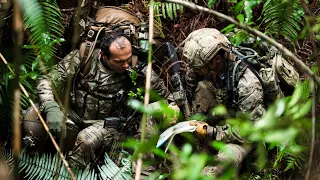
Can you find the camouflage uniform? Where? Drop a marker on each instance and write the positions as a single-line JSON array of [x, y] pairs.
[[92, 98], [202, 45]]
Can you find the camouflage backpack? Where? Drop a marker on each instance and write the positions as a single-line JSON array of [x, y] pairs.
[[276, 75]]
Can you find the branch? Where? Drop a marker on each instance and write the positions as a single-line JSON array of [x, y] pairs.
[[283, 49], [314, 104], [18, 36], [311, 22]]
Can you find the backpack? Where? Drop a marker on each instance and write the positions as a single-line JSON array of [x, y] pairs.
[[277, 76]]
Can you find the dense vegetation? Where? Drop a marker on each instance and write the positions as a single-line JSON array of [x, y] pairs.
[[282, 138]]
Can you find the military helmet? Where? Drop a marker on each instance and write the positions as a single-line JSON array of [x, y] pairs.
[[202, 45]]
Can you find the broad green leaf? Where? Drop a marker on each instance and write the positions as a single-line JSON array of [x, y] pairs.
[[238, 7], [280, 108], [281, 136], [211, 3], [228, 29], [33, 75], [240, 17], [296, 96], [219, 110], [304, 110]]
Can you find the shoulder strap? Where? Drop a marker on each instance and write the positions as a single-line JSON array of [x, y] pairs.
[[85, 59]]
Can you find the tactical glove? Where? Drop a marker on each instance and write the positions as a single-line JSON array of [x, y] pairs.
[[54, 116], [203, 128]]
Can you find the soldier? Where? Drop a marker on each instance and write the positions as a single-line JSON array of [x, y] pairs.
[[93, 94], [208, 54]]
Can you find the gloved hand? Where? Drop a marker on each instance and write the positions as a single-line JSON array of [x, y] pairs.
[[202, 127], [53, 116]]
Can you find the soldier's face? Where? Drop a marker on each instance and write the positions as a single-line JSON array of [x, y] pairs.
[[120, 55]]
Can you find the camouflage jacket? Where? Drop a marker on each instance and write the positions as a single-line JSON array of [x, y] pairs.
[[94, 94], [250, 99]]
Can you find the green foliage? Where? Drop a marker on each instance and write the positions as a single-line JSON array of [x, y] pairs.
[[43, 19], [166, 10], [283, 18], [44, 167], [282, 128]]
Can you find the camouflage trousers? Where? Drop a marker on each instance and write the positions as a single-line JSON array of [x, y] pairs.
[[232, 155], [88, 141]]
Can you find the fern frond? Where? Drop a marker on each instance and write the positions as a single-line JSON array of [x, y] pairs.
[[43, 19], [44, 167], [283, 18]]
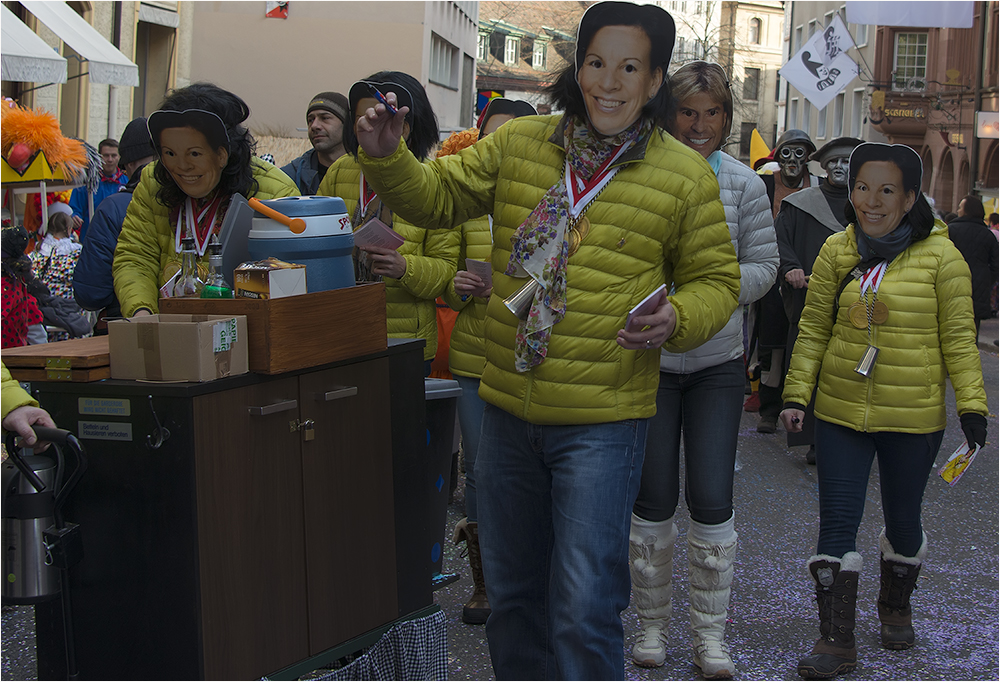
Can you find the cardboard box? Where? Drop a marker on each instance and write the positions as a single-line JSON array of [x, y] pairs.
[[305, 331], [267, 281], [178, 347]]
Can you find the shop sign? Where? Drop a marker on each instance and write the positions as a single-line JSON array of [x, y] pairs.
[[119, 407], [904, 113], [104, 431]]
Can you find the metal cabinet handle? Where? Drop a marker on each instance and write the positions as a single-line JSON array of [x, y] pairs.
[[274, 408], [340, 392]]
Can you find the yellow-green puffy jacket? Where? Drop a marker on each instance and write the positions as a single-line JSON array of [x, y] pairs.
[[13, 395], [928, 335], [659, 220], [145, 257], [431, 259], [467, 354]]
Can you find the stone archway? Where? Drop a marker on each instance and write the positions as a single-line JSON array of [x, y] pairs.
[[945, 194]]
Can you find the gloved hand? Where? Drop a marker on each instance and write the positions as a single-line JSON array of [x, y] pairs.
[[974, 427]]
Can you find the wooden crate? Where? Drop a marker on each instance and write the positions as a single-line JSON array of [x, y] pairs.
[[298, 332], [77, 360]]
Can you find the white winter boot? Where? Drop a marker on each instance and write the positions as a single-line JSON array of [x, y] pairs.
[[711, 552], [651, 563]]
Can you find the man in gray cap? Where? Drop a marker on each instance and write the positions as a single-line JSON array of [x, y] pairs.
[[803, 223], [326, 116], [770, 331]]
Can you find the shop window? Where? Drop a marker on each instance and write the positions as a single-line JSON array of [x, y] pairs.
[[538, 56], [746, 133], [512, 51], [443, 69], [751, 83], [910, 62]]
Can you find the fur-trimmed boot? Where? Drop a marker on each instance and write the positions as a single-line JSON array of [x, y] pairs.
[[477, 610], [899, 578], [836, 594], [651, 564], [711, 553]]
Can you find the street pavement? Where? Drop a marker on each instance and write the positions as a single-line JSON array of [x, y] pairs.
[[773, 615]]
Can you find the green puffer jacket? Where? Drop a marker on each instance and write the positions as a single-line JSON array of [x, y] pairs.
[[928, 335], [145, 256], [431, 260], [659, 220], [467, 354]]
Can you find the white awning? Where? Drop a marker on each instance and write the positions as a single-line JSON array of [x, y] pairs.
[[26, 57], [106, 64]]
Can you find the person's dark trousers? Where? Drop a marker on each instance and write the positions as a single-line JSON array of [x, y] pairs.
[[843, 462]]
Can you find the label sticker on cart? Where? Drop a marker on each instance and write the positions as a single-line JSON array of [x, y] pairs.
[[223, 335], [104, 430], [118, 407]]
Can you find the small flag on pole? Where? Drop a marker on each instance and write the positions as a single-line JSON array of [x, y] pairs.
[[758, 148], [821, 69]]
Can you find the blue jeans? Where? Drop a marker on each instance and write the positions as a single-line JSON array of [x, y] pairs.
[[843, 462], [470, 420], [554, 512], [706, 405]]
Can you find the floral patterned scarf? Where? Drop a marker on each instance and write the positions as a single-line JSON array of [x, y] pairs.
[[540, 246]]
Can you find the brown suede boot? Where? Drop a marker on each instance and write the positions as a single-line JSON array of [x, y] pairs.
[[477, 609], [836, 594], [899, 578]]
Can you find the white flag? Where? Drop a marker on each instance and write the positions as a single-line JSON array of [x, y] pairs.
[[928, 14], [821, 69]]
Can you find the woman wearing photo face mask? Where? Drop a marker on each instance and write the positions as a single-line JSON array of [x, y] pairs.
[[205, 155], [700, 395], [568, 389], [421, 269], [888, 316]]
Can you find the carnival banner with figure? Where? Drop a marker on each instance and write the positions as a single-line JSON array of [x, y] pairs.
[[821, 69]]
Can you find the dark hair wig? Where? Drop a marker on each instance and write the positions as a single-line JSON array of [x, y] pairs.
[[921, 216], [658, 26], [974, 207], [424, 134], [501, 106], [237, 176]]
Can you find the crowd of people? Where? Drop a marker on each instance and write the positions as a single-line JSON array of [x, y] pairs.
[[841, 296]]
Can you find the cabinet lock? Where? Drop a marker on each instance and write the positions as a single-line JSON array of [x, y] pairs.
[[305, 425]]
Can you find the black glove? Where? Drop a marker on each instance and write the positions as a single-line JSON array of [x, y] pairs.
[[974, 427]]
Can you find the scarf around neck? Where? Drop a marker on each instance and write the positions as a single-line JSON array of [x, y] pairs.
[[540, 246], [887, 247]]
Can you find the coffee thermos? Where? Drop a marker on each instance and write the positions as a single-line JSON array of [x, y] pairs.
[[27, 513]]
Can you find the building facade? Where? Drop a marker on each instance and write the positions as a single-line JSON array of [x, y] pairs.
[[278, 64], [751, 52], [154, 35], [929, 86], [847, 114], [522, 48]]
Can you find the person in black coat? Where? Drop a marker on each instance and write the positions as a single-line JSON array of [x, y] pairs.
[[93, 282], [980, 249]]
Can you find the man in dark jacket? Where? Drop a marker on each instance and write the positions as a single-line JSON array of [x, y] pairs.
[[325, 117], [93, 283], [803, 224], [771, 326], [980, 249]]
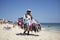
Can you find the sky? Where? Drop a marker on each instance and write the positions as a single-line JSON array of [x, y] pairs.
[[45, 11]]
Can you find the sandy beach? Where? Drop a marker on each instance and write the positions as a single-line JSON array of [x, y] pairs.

* * *

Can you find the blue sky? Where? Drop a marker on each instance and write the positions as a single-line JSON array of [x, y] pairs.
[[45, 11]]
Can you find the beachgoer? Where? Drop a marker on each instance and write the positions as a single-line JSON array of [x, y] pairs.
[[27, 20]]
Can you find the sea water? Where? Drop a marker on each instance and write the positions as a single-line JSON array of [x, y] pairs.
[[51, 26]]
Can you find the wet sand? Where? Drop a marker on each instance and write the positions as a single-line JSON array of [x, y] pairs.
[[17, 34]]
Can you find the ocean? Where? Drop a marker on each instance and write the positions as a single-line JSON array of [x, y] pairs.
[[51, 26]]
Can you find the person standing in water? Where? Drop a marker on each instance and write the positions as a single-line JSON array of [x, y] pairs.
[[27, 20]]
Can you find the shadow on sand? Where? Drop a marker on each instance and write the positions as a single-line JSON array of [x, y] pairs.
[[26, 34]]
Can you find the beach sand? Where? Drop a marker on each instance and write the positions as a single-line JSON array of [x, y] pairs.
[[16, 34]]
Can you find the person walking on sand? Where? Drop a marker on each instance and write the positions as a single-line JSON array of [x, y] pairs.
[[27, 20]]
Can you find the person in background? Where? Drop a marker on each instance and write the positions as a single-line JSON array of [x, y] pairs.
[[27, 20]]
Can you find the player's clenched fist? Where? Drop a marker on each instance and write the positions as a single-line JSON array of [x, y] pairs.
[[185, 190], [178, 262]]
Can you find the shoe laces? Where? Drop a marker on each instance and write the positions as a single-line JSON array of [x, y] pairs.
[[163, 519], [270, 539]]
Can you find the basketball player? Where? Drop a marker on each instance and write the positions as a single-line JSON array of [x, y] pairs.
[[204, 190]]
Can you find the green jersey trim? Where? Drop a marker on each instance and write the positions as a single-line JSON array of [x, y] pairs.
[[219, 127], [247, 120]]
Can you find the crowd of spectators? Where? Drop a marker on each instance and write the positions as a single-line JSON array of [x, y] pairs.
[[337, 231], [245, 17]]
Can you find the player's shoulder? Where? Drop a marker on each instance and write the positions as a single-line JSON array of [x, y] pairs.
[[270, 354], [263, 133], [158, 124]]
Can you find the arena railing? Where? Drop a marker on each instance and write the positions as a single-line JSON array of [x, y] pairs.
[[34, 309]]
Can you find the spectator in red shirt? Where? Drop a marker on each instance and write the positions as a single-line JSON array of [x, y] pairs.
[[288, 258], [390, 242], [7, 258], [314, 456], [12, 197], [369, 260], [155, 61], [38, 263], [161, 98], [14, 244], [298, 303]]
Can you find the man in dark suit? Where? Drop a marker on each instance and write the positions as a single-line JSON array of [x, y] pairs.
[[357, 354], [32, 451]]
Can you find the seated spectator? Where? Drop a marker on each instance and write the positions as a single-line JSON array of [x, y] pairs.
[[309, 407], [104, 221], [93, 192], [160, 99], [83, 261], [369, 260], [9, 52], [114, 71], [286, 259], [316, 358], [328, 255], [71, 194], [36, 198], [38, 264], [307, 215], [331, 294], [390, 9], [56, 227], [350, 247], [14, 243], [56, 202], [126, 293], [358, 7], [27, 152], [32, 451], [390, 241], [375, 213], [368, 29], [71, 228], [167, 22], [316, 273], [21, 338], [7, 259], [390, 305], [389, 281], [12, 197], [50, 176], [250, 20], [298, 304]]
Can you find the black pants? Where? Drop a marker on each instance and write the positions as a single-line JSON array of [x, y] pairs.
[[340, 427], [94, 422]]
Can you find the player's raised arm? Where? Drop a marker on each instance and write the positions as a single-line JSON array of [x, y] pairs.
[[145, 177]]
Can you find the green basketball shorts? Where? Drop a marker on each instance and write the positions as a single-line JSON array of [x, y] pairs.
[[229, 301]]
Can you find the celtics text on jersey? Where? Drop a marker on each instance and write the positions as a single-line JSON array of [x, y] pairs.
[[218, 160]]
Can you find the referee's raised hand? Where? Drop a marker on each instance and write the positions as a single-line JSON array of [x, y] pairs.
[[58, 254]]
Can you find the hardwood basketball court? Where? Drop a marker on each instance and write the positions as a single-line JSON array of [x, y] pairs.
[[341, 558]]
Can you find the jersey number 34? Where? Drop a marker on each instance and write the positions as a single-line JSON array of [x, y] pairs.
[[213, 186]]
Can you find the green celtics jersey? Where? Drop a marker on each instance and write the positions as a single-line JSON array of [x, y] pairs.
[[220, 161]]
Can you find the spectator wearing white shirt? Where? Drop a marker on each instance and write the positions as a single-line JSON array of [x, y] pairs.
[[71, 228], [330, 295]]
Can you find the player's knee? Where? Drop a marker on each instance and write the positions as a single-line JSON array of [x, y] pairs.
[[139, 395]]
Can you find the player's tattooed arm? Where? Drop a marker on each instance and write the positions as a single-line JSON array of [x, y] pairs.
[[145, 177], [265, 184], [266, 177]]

_WORK ITEM_. Once the line with "Can you find the dark" has been found above, output that line and every later line exactly, stopping after the line with "Can you find the sandy", and omit the pictures.

_ANSWER FOR THIS EXERCISE_.
Can you find the dark hair wig? Where? Drop a marker on each instance and write the positions as a single-line JSON array of [x, y] pairs.
[[921, 216], [658, 26], [974, 207], [424, 134], [501, 106], [237, 176]]
Can you find the crowd of people? Where? Drop a marker on each instance and write the positions as a single-line JSON array of [x, y] pairs.
[[841, 296]]
Can you find the cabinet lock? Where? Drop a marker on each instance and write the positions as a single-line JSON array of [x, y] pairs.
[[305, 425]]
Can you find the black glove? Where? Drop a marker on each instance and write the positions as a single-line JSON array of [x, y] pairs.
[[974, 427]]
Can you find the scarf around neck? Where? Drop a marker on each instance and write the positions as a single-line JSON array of [x, y] pairs.
[[540, 246], [887, 247]]
Can you find the coffee thermos? Where? Drop a marker on each instance and write the positions as a single-line JSON array of [x, y] pairs.
[[27, 513]]
Can you find the building facade? Where? Drop a marker on each instance and write the positions as a single-line JSON array of [x, y] pairs.
[[278, 64], [751, 52], [154, 35], [929, 86], [847, 114], [522, 48]]
Can you find the person in black coat? Where? Drop a marker on each instance and write the positions as a single-line JSON array of [x, y] pairs.
[[93, 282], [980, 249]]
Can you find the man in dark jacket? Where? Drop a marker on each instance and write the positions as a single-line JSON array of [x, y] pairs.
[[325, 117], [93, 283], [803, 224], [771, 326], [980, 249]]
Can you find the sky? Where? Drop a marker on each instance and write the positions as a single-line JSON array of [x, y] pairs.
[[45, 11]]
Can you find the sandy beach? Where? Drop a marker on each instance and write the positions as a single-line JSON array of [x, y] pairs.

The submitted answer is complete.